── RECORDED INFORMATION
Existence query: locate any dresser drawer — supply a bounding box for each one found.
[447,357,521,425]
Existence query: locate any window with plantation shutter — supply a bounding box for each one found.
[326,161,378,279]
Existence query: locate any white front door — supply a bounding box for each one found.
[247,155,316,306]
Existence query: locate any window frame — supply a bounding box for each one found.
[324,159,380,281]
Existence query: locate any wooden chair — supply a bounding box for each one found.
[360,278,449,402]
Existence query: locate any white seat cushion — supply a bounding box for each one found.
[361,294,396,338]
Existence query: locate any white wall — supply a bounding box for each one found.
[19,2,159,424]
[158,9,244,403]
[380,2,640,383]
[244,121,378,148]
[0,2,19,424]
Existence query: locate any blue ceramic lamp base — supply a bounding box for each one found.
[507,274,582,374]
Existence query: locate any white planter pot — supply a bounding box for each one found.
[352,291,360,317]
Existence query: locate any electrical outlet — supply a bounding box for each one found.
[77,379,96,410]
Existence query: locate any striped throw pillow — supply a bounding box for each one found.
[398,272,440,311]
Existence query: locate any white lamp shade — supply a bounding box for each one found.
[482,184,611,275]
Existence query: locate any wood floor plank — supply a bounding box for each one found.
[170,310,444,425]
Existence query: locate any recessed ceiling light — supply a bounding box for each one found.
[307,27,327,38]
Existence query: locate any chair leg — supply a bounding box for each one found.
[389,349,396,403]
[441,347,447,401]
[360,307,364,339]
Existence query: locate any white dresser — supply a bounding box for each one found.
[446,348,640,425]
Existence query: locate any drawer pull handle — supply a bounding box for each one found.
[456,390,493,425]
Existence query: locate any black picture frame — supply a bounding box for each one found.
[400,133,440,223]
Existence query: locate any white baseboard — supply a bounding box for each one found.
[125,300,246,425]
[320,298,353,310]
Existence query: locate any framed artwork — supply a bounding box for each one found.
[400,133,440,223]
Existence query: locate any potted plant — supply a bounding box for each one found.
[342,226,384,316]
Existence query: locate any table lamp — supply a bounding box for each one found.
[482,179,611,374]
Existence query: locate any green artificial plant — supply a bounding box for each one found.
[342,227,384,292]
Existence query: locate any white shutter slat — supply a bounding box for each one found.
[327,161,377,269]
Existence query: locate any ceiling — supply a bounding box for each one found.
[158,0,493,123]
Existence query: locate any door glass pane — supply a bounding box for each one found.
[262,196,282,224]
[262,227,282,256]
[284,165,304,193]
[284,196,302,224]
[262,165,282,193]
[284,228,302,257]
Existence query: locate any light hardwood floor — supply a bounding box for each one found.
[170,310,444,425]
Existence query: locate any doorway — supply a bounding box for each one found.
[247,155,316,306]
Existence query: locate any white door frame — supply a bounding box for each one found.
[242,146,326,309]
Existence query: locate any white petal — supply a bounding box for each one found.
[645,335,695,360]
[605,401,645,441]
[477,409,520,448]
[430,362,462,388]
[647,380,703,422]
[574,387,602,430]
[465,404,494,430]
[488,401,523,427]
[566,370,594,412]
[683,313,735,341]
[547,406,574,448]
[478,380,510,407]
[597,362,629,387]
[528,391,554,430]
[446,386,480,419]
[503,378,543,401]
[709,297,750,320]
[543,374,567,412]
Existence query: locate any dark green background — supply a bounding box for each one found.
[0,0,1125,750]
────
── RECORDED INFORMATION
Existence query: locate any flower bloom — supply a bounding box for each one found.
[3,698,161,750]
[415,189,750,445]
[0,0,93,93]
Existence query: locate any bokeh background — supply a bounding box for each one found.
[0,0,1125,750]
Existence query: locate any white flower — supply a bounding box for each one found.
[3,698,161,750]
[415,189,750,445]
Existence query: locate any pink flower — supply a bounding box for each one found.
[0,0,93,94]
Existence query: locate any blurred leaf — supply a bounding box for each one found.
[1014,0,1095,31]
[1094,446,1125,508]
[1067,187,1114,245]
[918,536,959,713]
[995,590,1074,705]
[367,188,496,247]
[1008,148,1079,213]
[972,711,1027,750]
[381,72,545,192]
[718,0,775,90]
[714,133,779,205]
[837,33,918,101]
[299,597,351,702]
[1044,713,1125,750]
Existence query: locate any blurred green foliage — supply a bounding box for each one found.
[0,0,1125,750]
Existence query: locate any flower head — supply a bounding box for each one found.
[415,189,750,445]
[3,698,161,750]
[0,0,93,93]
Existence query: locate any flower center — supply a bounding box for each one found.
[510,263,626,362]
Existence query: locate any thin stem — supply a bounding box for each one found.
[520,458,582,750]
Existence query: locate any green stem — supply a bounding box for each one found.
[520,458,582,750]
────
EXERCISE PROMPT
Reproduce the rows from the line with "Existence query: locate any window frame" to the line with "[360,278,449,402]", substituting "wooden stool" for "wooden chair" and keeping everything else the same.

RESULT FOR THIS EXERCISE
Existence query: locate any window frame — supply a bounding box for each one found.
[324,159,380,281]
Existence query: locate any wooden stool — supply a bounding box for each one found.
[360,278,449,402]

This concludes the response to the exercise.